▶ [Assigned task] When the line containing "In this document" appears in the entries below, begin printing there and stop after the line containing "positive clicks: (66, 114)"; print each of those lines exactly and no other line.

[Source records]
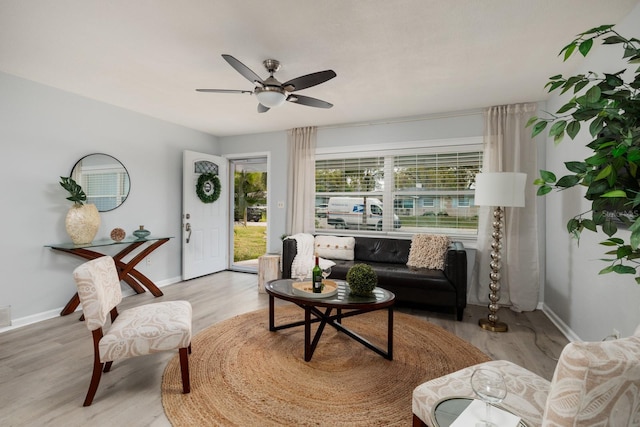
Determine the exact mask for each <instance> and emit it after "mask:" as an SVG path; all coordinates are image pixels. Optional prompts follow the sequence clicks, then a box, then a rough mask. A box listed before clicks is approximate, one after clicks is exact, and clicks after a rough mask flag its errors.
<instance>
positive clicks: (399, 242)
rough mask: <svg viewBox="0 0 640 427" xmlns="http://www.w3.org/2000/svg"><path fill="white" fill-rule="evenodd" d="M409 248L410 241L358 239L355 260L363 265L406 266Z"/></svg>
mask: <svg viewBox="0 0 640 427" xmlns="http://www.w3.org/2000/svg"><path fill="white" fill-rule="evenodd" d="M410 246H411V241H410V240H400V239H380V238H374V237H358V238H357V239H356V248H355V259H356V260H358V261H363V262H365V263H369V262H385V263H390V264H406V263H407V260H408V259H409V247H410Z"/></svg>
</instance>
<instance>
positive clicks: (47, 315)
mask: <svg viewBox="0 0 640 427" xmlns="http://www.w3.org/2000/svg"><path fill="white" fill-rule="evenodd" d="M181 281H182V277H179V276H178V277H173V278H170V279H166V280H161V281H159V282H155V284H156V286H157V287H159V288H162V287H164V286H169V285H172V284H174V283H178V282H181ZM135 294H136V293H135V292H134V291H133V289H130V288H127V289H124V290H123V291H122V296H123V297H128V296H130V295H135ZM62 309H63V307H59V308H55V309H53V310H49V311H43V312H42V313H36V314H32V315H30V316H25V317H20V318H17V319H12V320H11V326H6V327H0V334H1V333H3V332H8V331H12V330H14V329H18V328H21V327H23V326H27V325H31V324H33V323H38V322H42V321H43V320H48V319H53V318H54V317H58V316H60V312H61V311H62ZM80 310H82V309H81V308H80V307H78V308H77V309H76V311H80Z"/></svg>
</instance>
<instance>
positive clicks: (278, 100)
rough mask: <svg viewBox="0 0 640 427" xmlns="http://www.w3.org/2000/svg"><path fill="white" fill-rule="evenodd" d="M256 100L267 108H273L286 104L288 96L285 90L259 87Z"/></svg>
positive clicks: (274, 88)
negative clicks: (267, 107) (286, 101)
mask: <svg viewBox="0 0 640 427" xmlns="http://www.w3.org/2000/svg"><path fill="white" fill-rule="evenodd" d="M254 93H255V94H256V98H258V101H260V104H262V105H264V106H265V107H269V108H273V107H277V106H279V105H282V104H284V101H286V99H287V96H286V95H285V93H284V90H282V88H280V87H273V86H265V87H263V88H261V87H257V88H256V89H255V91H254Z"/></svg>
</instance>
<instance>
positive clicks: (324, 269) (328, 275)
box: [322, 267, 331, 280]
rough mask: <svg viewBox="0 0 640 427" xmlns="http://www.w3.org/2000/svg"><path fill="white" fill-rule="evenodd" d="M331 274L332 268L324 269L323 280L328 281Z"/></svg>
mask: <svg viewBox="0 0 640 427" xmlns="http://www.w3.org/2000/svg"><path fill="white" fill-rule="evenodd" d="M330 274H331V267H327V268H323V269H322V279H323V280H327V277H329V275H330Z"/></svg>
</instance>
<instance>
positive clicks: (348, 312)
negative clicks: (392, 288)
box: [265, 279, 396, 362]
mask: <svg viewBox="0 0 640 427" xmlns="http://www.w3.org/2000/svg"><path fill="white" fill-rule="evenodd" d="M335 282H336V284H337V286H338V291H337V293H336V294H335V295H332V296H328V297H326V298H317V297H315V296H310V297H306V296H304V295H300V293H298V292H295V290H294V288H293V284H294V283H295V281H294V280H292V279H280V280H273V281H271V282H268V283H267V284H266V285H265V290H266V291H267V293H268V294H269V330H270V331H278V330H280V329H286V328H293V327H296V326H304V360H305V361H306V362H308V361H310V360H311V357H313V352H314V351H315V349H316V346H317V345H318V341H319V340H320V337H321V336H322V332H323V330H324V327H325V326H326V325H331V326H332V327H334V328H336V329H337V330H338V331H341V332H344V333H345V334H346V335H348V336H349V337H351V338H353V339H354V340H356V341H358V342H359V343H361V344H362V345H364V346H365V347H367V348H369V349H371V350H373V351H375V352H376V353H378V354H379V355H381V356H383V357H384V358H386V359H389V360H393V304H394V303H395V299H396V296H395V295H394V294H393V293H392V292H389V291H387V290H386V289H382V288H375V289H374V290H373V292H372V294H371V296H366V297H361V296H355V295H351V293H350V291H349V286H348V285H347V283H346V282H343V281H335ZM275 298H278V299H281V300H284V301H290V302H292V303H294V304H296V305H297V306H298V307H300V308H302V309H303V310H304V313H305V314H304V320H303V321H300V322H293V323H287V324H284V325H278V326H276V324H275ZM320 308H324V310H321V309H320ZM382 309H387V312H388V320H387V349H386V351H385V350H383V349H381V348H379V347H376V346H375V345H373V344H372V343H371V342H369V341H367V340H366V339H364V338H363V337H361V336H360V335H358V334H357V333H355V332H353V331H352V330H350V329H347V328H346V327H344V326H343V325H342V324H341V322H342V319H344V318H347V317H352V316H357V315H359V314H362V313H368V312H370V311H376V310H382ZM333 310H335V311H336V312H335V314H332V312H333ZM317 322H320V325H318V329H317V330H316V334H315V336H314V337H313V340H311V324H312V323H317Z"/></svg>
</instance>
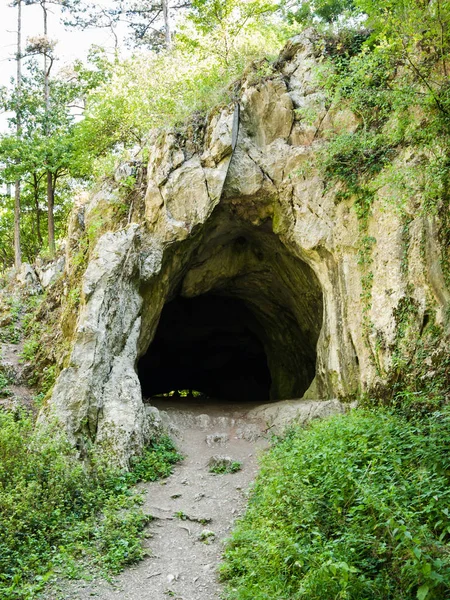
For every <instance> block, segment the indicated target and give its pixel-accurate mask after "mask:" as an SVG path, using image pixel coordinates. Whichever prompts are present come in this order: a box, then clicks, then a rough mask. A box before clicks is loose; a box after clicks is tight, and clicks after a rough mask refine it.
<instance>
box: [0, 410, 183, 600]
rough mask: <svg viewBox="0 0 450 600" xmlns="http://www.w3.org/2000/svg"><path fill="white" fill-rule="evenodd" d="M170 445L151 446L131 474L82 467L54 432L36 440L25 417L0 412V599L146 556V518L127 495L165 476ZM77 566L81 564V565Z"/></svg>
mask: <svg viewBox="0 0 450 600" xmlns="http://www.w3.org/2000/svg"><path fill="white" fill-rule="evenodd" d="M179 458H180V456H179V454H177V452H176V451H175V448H174V446H173V444H172V442H171V441H170V440H168V439H166V438H162V439H161V440H159V441H158V442H155V444H154V445H153V447H149V448H148V449H147V450H146V452H145V453H144V456H143V458H142V459H141V460H137V461H135V465H134V470H132V471H131V472H118V471H113V470H111V469H108V468H105V466H104V465H103V464H101V462H99V460H98V459H95V457H92V460H91V462H90V466H89V467H87V466H86V463H82V462H81V461H80V460H79V459H78V457H77V455H76V453H75V451H74V450H73V448H72V447H71V446H70V445H69V444H68V442H67V441H66V440H65V439H64V438H63V437H62V436H61V435H57V434H56V431H53V432H50V433H48V434H47V435H45V436H44V435H42V434H41V435H38V434H36V433H35V432H34V431H33V424H32V422H31V420H30V419H29V418H28V417H27V416H25V415H22V414H18V415H17V414H16V415H13V414H11V413H6V412H0V514H1V520H0V597H1V598H2V599H4V600H9V599H13V598H14V599H17V598H21V599H27V598H33V597H34V596H35V594H36V593H37V592H38V590H39V589H41V588H42V587H43V586H44V585H45V583H46V582H47V581H48V579H49V578H51V577H52V576H53V574H54V573H55V572H56V573H58V574H61V575H63V576H66V577H67V576H69V577H70V576H79V575H80V574H81V571H80V564H81V563H84V564H88V565H89V568H90V570H92V568H96V569H98V570H100V571H102V570H105V571H110V572H117V571H119V570H120V569H121V568H122V567H123V566H124V565H126V564H129V563H132V562H135V561H136V560H138V559H139V558H141V557H142V556H143V552H144V551H143V548H142V546H141V543H140V542H141V538H142V530H143V527H144V525H145V523H146V522H147V521H148V520H149V517H148V516H147V515H145V514H144V513H143V512H142V510H141V509H140V507H139V505H140V503H141V498H140V497H139V496H137V495H135V494H133V493H132V492H131V491H130V487H131V486H132V485H133V484H134V483H136V482H137V481H139V480H154V479H156V478H157V477H160V476H167V475H168V474H170V472H171V465H172V464H173V463H174V462H176V461H177V460H179ZM80 561H81V562H80Z"/></svg>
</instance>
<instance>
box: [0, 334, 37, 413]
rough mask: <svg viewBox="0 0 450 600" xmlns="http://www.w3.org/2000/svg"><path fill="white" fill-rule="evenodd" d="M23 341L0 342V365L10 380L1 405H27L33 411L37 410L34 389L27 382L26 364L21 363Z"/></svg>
mask: <svg viewBox="0 0 450 600" xmlns="http://www.w3.org/2000/svg"><path fill="white" fill-rule="evenodd" d="M22 350H23V343H22V342H18V343H17V344H11V343H6V342H0V367H1V370H2V372H3V373H4V375H5V376H6V378H7V380H8V386H7V390H8V393H7V395H6V396H3V397H1V396H0V407H5V408H8V409H14V408H18V407H25V408H26V409H27V410H29V411H31V412H34V413H35V412H36V406H35V403H34V401H33V396H34V393H35V392H34V390H33V389H32V388H30V387H29V386H28V385H26V384H27V381H26V377H25V376H24V365H23V364H22V363H21V359H20V357H21V354H22Z"/></svg>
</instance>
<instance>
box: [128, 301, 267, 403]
mask: <svg viewBox="0 0 450 600" xmlns="http://www.w3.org/2000/svg"><path fill="white" fill-rule="evenodd" d="M259 330H260V327H259V324H258V322H257V321H256V319H255V318H254V316H253V315H252V313H251V311H250V310H249V309H248V308H247V307H246V305H245V303H244V302H243V301H242V300H239V299H236V298H226V297H222V296H215V295H211V294H206V295H203V296H198V297H196V298H183V297H181V296H179V297H177V298H176V299H174V300H172V301H171V302H169V303H167V304H166V306H165V307H164V309H163V311H162V314H161V319H160V322H159V326H158V329H157V331H156V335H155V338H154V340H153V343H152V344H151V346H150V348H149V350H148V352H147V353H146V354H145V355H144V356H143V357H142V358H141V360H140V361H139V364H138V374H139V378H140V381H141V387H142V393H143V395H144V397H151V396H156V395H161V394H165V393H168V392H171V391H174V390H176V391H179V390H195V391H196V392H200V393H201V394H202V396H204V397H207V398H214V399H221V400H229V399H236V400H254V401H261V400H263V401H266V400H268V399H269V397H270V386H271V377H270V371H269V368H268V364H267V357H266V353H265V350H264V345H263V343H262V341H261V334H260V331H259Z"/></svg>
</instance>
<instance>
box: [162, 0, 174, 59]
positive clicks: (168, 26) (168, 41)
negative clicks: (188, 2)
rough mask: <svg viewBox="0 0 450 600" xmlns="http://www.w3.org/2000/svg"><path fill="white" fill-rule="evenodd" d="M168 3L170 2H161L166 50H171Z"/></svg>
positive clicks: (163, 1) (169, 22) (168, 6)
mask: <svg viewBox="0 0 450 600" xmlns="http://www.w3.org/2000/svg"><path fill="white" fill-rule="evenodd" d="M169 1H170V0H162V7H163V16H164V33H165V37H166V48H167V50H170V49H171V48H172V32H171V30H170V15H169V8H170V7H169Z"/></svg>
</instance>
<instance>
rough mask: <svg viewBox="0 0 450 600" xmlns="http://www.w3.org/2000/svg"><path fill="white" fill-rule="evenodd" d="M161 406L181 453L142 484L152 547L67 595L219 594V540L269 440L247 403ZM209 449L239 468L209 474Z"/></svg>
mask: <svg viewBox="0 0 450 600" xmlns="http://www.w3.org/2000/svg"><path fill="white" fill-rule="evenodd" d="M159 408H160V409H161V410H163V411H164V412H163V413H162V416H163V420H164V422H165V423H166V425H167V426H168V427H169V428H170V429H171V431H172V434H173V435H174V437H175V439H177V440H178V446H179V449H180V450H181V452H182V453H183V454H184V455H185V459H184V461H183V462H182V463H180V464H179V465H177V466H176V468H175V470H174V473H173V475H172V476H171V477H169V478H168V479H167V480H165V481H162V482H161V481H159V482H155V483H150V484H142V485H141V486H140V488H141V489H144V490H145V492H146V498H147V499H146V502H145V504H144V507H143V509H144V511H145V512H146V513H149V514H151V515H152V516H153V517H155V520H154V521H152V522H151V523H150V525H149V527H148V534H149V537H148V539H147V540H146V546H148V550H149V552H150V553H151V555H150V556H149V557H148V558H146V559H145V560H143V561H142V562H141V563H139V564H138V565H136V566H135V567H133V568H130V569H127V570H126V571H124V572H123V573H122V574H121V575H120V576H118V577H117V578H116V579H115V580H114V582H113V584H109V583H107V582H105V581H103V580H97V581H94V582H92V583H89V584H86V583H79V584H77V586H76V589H73V590H71V591H70V592H69V591H68V590H66V595H64V598H78V599H80V600H87V598H92V597H95V598H98V599H100V600H112V599H113V598H114V599H117V598H121V599H123V600H167V598H170V597H173V598H177V599H178V600H213V599H218V598H220V593H221V586H220V584H219V583H218V581H217V573H216V571H217V566H218V564H219V562H220V556H221V553H222V549H223V540H224V539H225V538H226V537H227V536H228V535H229V534H230V531H231V529H232V526H233V523H234V521H235V520H236V518H238V517H239V516H240V515H241V514H242V513H243V511H244V509H245V505H246V499H247V493H248V489H249V486H250V485H251V482H252V481H253V480H254V478H255V475H256V472H257V469H258V465H257V457H258V454H259V453H260V452H261V450H262V449H263V448H265V447H267V440H266V437H267V436H265V435H264V433H263V430H264V427H265V425H264V423H262V422H258V421H257V420H252V421H249V420H248V418H247V417H246V416H245V413H246V412H247V411H248V409H249V408H250V406H249V405H245V406H238V405H232V404H229V405H210V406H208V405H205V404H203V405H194V404H189V405H186V404H183V403H181V402H178V403H172V404H171V405H167V404H166V405H160V406H159ZM181 432H182V433H181ZM213 455H226V456H229V457H230V458H232V459H233V460H235V461H239V462H241V463H242V469H241V470H240V471H238V472H237V473H234V474H227V475H214V474H212V473H210V472H209V469H208V461H209V459H210V458H211V457H212V456H213ZM202 538H205V540H204V541H202ZM56 597H61V596H59V595H58V596H55V598H56Z"/></svg>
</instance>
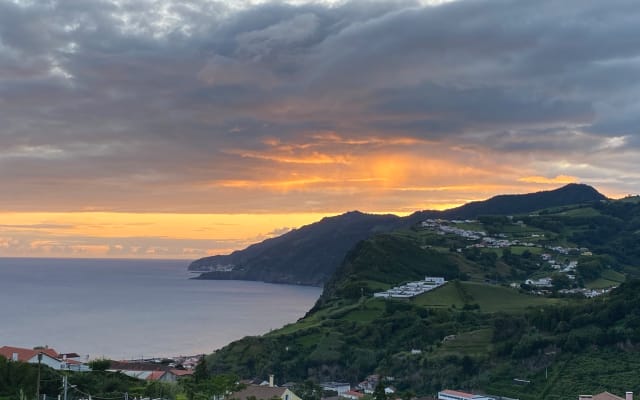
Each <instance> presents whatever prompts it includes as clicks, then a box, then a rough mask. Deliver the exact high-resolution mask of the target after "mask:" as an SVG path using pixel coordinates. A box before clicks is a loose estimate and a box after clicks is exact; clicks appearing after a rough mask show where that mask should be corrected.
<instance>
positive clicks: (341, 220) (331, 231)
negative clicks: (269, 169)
mask: <svg viewBox="0 0 640 400" xmlns="http://www.w3.org/2000/svg"><path fill="white" fill-rule="evenodd" d="M403 224H405V221H404V220H403V219H402V218H399V217H397V216H395V215H369V214H363V213H360V212H357V211H354V212H349V213H346V214H342V215H339V216H336V217H329V218H323V219H322V220H321V221H319V222H316V223H314V224H311V225H307V226H304V227H302V228H300V229H296V230H293V231H291V232H288V233H286V234H284V235H282V236H279V237H276V238H273V239H268V240H265V241H264V242H261V243H257V244H254V245H251V246H249V247H248V248H246V249H244V250H240V251H235V252H233V253H231V254H229V255H223V256H213V257H206V258H203V259H200V260H197V261H194V262H193V263H191V265H190V266H189V269H190V270H191V271H210V270H211V269H218V271H210V272H205V273H203V274H202V275H201V276H200V279H242V280H257V281H265V282H273V283H291V284H300V285H314V286H321V285H322V284H324V282H326V281H327V280H328V278H329V277H330V276H331V274H332V273H333V270H334V269H335V268H336V267H337V265H338V264H339V263H340V262H341V261H342V258H343V257H344V255H345V254H346V253H347V251H348V250H349V249H350V248H351V247H352V246H353V245H354V244H355V243H357V242H359V241H360V240H363V239H366V238H367V237H369V236H371V235H372V234H374V233H378V232H386V231H389V230H393V229H397V228H400V227H401V226H402V225H403ZM229 268H233V270H232V271H221V270H222V269H229Z"/></svg>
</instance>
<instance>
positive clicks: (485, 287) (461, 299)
mask: <svg viewBox="0 0 640 400" xmlns="http://www.w3.org/2000/svg"><path fill="white" fill-rule="evenodd" d="M461 287H462V288H463V290H464V291H465V292H466V293H467V295H468V296H469V301H468V302H467V303H469V304H478V305H479V306H480V311H483V312H490V313H494V312H519V311H522V310H524V309H526V308H527V307H535V306H544V305H551V304H558V303H561V302H565V301H566V300H563V299H551V298H546V297H540V296H533V295H528V294H523V293H520V292H518V291H517V290H515V289H511V288H507V287H503V286H496V285H486V284H482V283H472V282H463V283H461ZM413 301H414V303H415V304H417V305H420V306H423V307H428V308H448V307H452V306H455V307H456V308H461V307H464V305H465V302H464V300H463V294H462V293H460V291H459V290H458V289H456V287H455V286H454V285H453V284H452V283H448V284H447V285H445V286H443V287H441V288H438V289H436V290H433V291H431V292H427V293H425V294H422V295H420V296H417V297H416V298H414V300H413Z"/></svg>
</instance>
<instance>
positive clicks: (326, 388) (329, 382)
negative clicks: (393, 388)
mask: <svg viewBox="0 0 640 400" xmlns="http://www.w3.org/2000/svg"><path fill="white" fill-rule="evenodd" d="M320 387H321V388H322V389H324V390H333V391H335V392H338V396H341V395H343V394H345V393H347V392H348V391H350V390H351V385H350V384H349V383H345V382H324V383H321V384H320Z"/></svg>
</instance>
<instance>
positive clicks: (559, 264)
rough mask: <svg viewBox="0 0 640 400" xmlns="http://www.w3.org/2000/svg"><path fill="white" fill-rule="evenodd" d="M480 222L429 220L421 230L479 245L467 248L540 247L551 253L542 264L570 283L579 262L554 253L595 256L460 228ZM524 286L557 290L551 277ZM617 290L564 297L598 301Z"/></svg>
mask: <svg viewBox="0 0 640 400" xmlns="http://www.w3.org/2000/svg"><path fill="white" fill-rule="evenodd" d="M475 223H477V221H475V220H451V221H450V220H443V219H427V220H425V221H423V222H422V223H421V226H422V227H423V228H426V229H431V230H434V231H436V232H437V233H438V234H440V235H446V234H452V235H456V236H460V237H462V238H465V239H467V240H470V241H476V243H472V244H469V245H467V246H466V248H492V249H500V248H508V247H512V246H524V247H538V248H542V249H544V250H546V251H548V252H546V253H543V254H541V256H540V257H541V263H547V264H548V265H549V267H550V268H551V269H553V270H555V271H556V272H559V273H562V274H565V275H566V276H567V277H568V278H569V279H570V280H576V269H577V267H578V261H577V260H575V259H574V260H569V259H565V260H564V261H562V262H561V261H558V260H557V259H556V257H555V256H554V255H552V254H551V253H557V254H560V255H563V256H572V257H575V256H578V255H580V256H592V255H593V253H592V252H591V251H589V249H588V248H586V247H580V248H578V247H563V246H553V245H541V244H536V243H531V242H526V241H520V240H517V239H513V240H510V239H508V237H507V235H506V234H504V233H499V234H497V235H495V236H496V237H492V236H488V235H487V233H486V232H483V231H474V230H468V229H462V228H460V227H458V226H456V225H461V224H467V225H468V224H475ZM516 223H517V224H519V225H524V224H523V223H522V222H521V221H517V222H516ZM541 236H544V235H543V234H532V235H531V237H532V238H534V239H535V238H540V237H541ZM457 251H458V252H460V253H461V252H462V248H460V249H457ZM524 284H526V285H528V286H530V287H533V288H535V291H534V293H536V294H546V293H547V292H548V291H547V289H550V288H552V287H553V280H552V278H551V277H550V276H547V277H543V278H539V279H527V280H525V281H524ZM512 286H514V287H519V286H520V285H519V284H517V283H514V284H512ZM611 289H613V288H607V289H599V290H594V289H587V288H574V289H563V290H561V291H560V293H564V294H582V295H584V296H585V297H595V296H600V295H602V294H605V293H608V292H609V291H610V290H611Z"/></svg>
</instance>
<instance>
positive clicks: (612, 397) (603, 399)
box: [437, 389, 633, 400]
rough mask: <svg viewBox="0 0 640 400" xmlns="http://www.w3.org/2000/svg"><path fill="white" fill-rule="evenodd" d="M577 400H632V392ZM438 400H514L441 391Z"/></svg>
mask: <svg viewBox="0 0 640 400" xmlns="http://www.w3.org/2000/svg"><path fill="white" fill-rule="evenodd" d="M577 397H578V399H577V400H633V392H626V393H625V397H620V396H616V395H615V394H612V393H609V392H602V393H598V394H594V395H591V394H581V395H578V396H577ZM437 399H438V400H514V399H510V398H508V397H502V396H487V395H484V394H473V393H466V392H461V391H458V390H449V389H447V390H442V391H440V392H438V398H437Z"/></svg>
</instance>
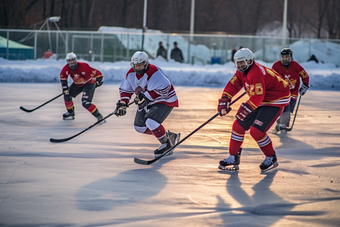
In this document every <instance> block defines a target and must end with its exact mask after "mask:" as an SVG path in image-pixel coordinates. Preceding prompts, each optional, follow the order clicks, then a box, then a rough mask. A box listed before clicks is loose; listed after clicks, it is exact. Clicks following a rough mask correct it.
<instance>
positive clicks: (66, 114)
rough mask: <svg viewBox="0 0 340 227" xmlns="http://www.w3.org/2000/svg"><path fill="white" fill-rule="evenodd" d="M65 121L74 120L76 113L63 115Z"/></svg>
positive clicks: (67, 113) (69, 113)
mask: <svg viewBox="0 0 340 227" xmlns="http://www.w3.org/2000/svg"><path fill="white" fill-rule="evenodd" d="M63 120H74V112H73V111H72V112H66V113H64V114H63Z"/></svg>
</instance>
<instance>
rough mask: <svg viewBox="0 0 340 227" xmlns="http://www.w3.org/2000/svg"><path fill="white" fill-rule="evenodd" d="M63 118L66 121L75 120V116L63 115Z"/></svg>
mask: <svg viewBox="0 0 340 227" xmlns="http://www.w3.org/2000/svg"><path fill="white" fill-rule="evenodd" d="M63 120H65V121H69V120H74V117H63Z"/></svg>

▶ [Your response]
In this document every <instance> block defines a target and must end with its exact mask after "mask:" as an SVG path in image-pixel coordinates. Preceding prompts, each optional, follow the order clicks, then a box, then a rough mask. A box listed before clicks is loose; listed after clicks, it is exact. Clicks following a rough mask correct it.
<instance>
positive clicks: (66, 114)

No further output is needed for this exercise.